▶ What the task requires
What is needed here is every record, retyped without any change.

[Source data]
════════

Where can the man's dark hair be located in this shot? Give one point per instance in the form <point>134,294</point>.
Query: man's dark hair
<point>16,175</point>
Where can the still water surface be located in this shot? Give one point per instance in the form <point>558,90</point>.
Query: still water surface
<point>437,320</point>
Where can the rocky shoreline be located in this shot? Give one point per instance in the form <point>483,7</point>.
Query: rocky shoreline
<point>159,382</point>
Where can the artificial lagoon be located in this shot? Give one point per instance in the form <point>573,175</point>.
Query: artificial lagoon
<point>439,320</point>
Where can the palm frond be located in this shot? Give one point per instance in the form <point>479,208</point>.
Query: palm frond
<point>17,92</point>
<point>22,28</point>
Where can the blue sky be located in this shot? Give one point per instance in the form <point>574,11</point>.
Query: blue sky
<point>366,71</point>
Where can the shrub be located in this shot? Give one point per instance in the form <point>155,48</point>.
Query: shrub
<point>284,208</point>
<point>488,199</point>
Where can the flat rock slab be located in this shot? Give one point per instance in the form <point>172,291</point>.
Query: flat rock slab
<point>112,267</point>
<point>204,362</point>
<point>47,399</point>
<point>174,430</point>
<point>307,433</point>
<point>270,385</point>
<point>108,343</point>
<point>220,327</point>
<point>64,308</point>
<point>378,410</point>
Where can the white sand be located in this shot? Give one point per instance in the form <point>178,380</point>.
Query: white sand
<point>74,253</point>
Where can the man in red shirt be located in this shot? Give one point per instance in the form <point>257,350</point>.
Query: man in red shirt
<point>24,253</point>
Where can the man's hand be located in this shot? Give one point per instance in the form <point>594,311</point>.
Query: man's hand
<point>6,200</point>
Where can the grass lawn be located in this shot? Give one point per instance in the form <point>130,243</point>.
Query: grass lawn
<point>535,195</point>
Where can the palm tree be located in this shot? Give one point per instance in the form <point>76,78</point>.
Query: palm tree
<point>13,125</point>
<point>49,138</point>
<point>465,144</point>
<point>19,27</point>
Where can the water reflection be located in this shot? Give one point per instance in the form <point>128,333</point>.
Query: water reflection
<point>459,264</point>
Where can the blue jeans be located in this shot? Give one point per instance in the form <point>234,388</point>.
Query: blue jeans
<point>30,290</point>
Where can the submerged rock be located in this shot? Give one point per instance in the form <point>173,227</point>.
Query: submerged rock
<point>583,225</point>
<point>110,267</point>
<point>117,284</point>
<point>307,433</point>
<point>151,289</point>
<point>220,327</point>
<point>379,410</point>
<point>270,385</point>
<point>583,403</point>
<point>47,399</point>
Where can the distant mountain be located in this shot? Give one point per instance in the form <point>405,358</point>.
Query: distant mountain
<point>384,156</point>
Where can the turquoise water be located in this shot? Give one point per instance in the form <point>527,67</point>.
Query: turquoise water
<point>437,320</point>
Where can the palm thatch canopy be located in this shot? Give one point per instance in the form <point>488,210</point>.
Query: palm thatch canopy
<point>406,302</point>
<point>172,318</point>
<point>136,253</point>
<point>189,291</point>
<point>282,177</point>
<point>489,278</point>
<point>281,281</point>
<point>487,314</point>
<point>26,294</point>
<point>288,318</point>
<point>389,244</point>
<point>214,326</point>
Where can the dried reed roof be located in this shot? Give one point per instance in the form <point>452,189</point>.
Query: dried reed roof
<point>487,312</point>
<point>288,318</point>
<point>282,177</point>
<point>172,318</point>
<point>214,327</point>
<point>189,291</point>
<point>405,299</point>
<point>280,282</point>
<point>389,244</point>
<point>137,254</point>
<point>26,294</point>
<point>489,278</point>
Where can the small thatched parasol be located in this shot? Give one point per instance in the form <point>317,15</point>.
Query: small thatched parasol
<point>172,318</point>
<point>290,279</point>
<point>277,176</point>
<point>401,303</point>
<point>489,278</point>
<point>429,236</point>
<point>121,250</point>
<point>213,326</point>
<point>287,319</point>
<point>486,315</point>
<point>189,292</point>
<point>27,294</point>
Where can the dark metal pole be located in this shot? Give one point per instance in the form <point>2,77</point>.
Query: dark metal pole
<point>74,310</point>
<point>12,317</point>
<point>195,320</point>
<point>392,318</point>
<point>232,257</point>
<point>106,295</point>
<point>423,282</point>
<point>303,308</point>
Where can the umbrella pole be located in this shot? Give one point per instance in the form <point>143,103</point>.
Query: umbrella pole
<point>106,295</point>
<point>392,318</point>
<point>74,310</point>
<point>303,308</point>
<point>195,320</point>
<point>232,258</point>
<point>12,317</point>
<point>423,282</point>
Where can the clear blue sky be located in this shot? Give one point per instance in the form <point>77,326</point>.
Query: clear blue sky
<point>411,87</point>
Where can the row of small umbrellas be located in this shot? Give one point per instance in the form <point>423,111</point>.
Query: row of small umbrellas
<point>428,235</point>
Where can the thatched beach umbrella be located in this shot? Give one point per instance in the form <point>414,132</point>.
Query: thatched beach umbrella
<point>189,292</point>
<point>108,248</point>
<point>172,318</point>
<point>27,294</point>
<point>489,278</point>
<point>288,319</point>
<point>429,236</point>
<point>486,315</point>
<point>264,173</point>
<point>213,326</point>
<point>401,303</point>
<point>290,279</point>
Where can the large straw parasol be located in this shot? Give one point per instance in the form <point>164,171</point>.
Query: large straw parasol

════════

▶ Written solution
Where can the man's dark hair be located in this shot? Give one point per instance in the form <point>134,294</point>.
Query: man's dark hair
<point>16,175</point>
Where can the still water surface be located in this shot? Give one point per instance in the form <point>558,90</point>.
Query: still water surface
<point>437,320</point>
Where can the rocky shoreline be located in this shot? Give one point per instance in the form <point>483,7</point>.
Query: rocky shoreline
<point>159,382</point>
Where can the artificial lagoon be located in this shot? Give one point per instance in the form <point>573,175</point>.
Query: artificial lagoon
<point>439,320</point>
Where can the palm frond be located in this shot? Give one point per instance in the form <point>479,208</point>.
Query: palm frond
<point>17,92</point>
<point>22,28</point>
Where can the blue sky be located in this shot? Give one point per instance in the form <point>574,11</point>.
Query: blue sky
<point>366,71</point>
Where can the shrub be located in this shot? Give one point per instance in the form <point>155,48</point>.
Query: shrub
<point>284,208</point>
<point>488,199</point>
Where can the flat rock slab be located in this shot? Give one point per instance in the form <point>172,291</point>.
Query: flat rock slab
<point>112,267</point>
<point>204,362</point>
<point>47,399</point>
<point>174,430</point>
<point>307,433</point>
<point>270,385</point>
<point>108,343</point>
<point>220,327</point>
<point>64,308</point>
<point>378,410</point>
Where can the white sand be located in this shot? Give one point per instance in the form <point>178,380</point>.
Query: white sand
<point>74,253</point>
Where can the man in red shirt be located in this shot? Give one point per instance in the form <point>257,350</point>.
Query: man in red shirt
<point>24,253</point>
Where can the man's hand be located in this shot? Give one point per instance in the form <point>594,311</point>.
Query: man's hand
<point>6,200</point>
Where can the grass lawn be located in this shot? Give one point per instance in the form <point>130,243</point>.
Query: grass lawn
<point>535,195</point>
Where can the palm tree be located in this shot? Give one point per instance in the form <point>76,78</point>.
Query: palm tree
<point>13,125</point>
<point>49,138</point>
<point>465,144</point>
<point>19,27</point>
Where can the water reflection be located in this shot? Give one point per instance in the form <point>128,333</point>.
Query: water reflection
<point>459,264</point>
Where can the blue jeans be located in this shot? Give one point per instance in the form <point>234,388</point>.
Query: blue jeans
<point>30,290</point>
Where can the submerged rock be located in this shot? Give one point per instance in the form <point>173,227</point>.
Query: submerged rock
<point>583,225</point>
<point>110,267</point>
<point>117,284</point>
<point>307,433</point>
<point>151,289</point>
<point>220,327</point>
<point>379,410</point>
<point>270,385</point>
<point>583,403</point>
<point>47,399</point>
Where can the distant mountain be located in this shot? Give one point per instance in the form <point>405,358</point>.
Query: distant mountain
<point>384,156</point>
Where can the turquoise water be located in this shot? Give one point per instance in the form <point>527,67</point>.
Query: turquoise water
<point>437,320</point>
Where can the palm thatch canopy be located in this shot? Give one point per instance in the form <point>488,210</point>.
Query: palm thatch canopy
<point>406,302</point>
<point>172,318</point>
<point>136,253</point>
<point>189,291</point>
<point>282,177</point>
<point>489,278</point>
<point>281,281</point>
<point>487,314</point>
<point>26,294</point>
<point>288,318</point>
<point>389,244</point>
<point>214,326</point>
Where can the dried reed roof be located in this shot? Give one point per instance in the form <point>452,189</point>.
Query: dried reed roof
<point>487,312</point>
<point>288,318</point>
<point>282,177</point>
<point>172,318</point>
<point>214,327</point>
<point>189,291</point>
<point>405,299</point>
<point>280,282</point>
<point>389,244</point>
<point>137,254</point>
<point>26,294</point>
<point>489,278</point>
Where can the small thatched parasol be located in this shot? Give one point per instance in the form <point>317,15</point>.
Query: small thatched parasol
<point>172,318</point>
<point>290,279</point>
<point>277,176</point>
<point>401,303</point>
<point>489,278</point>
<point>429,236</point>
<point>121,250</point>
<point>213,326</point>
<point>287,319</point>
<point>486,315</point>
<point>189,292</point>
<point>27,294</point>
Where can the dark metal pole be located in this shot? Give one point per instance in the form <point>2,77</point>.
Query: dark metal pole
<point>74,310</point>
<point>12,317</point>
<point>195,320</point>
<point>392,318</point>
<point>232,257</point>
<point>106,295</point>
<point>423,282</point>
<point>303,308</point>
Where can the umbrella pole be located in this shot? Give one point per instance in the form <point>143,103</point>.
Query: umbrella pole
<point>106,295</point>
<point>392,318</point>
<point>74,310</point>
<point>303,308</point>
<point>195,320</point>
<point>232,258</point>
<point>12,317</point>
<point>423,282</point>
Where can the clear blue sky be located in this shot? Give one point per instance in the form <point>77,326</point>.
Query: clear blue sky
<point>411,87</point>
Where can the row of small umbrellas be located in this shot? Give one point per instance in the form <point>423,111</point>.
Query: row of small umbrellas
<point>428,235</point>
Where can the thatched beach umbrella be located in this shot? Give one point per instance in the form <point>414,132</point>.
Query: thatched beach umbrella
<point>189,292</point>
<point>108,248</point>
<point>172,318</point>
<point>27,294</point>
<point>489,278</point>
<point>288,319</point>
<point>429,236</point>
<point>486,315</point>
<point>264,173</point>
<point>213,326</point>
<point>401,303</point>
<point>290,279</point>
Where can the large straw parasol be located in this shot? Give one point per instance in the form <point>164,171</point>.
Query: large straw parasol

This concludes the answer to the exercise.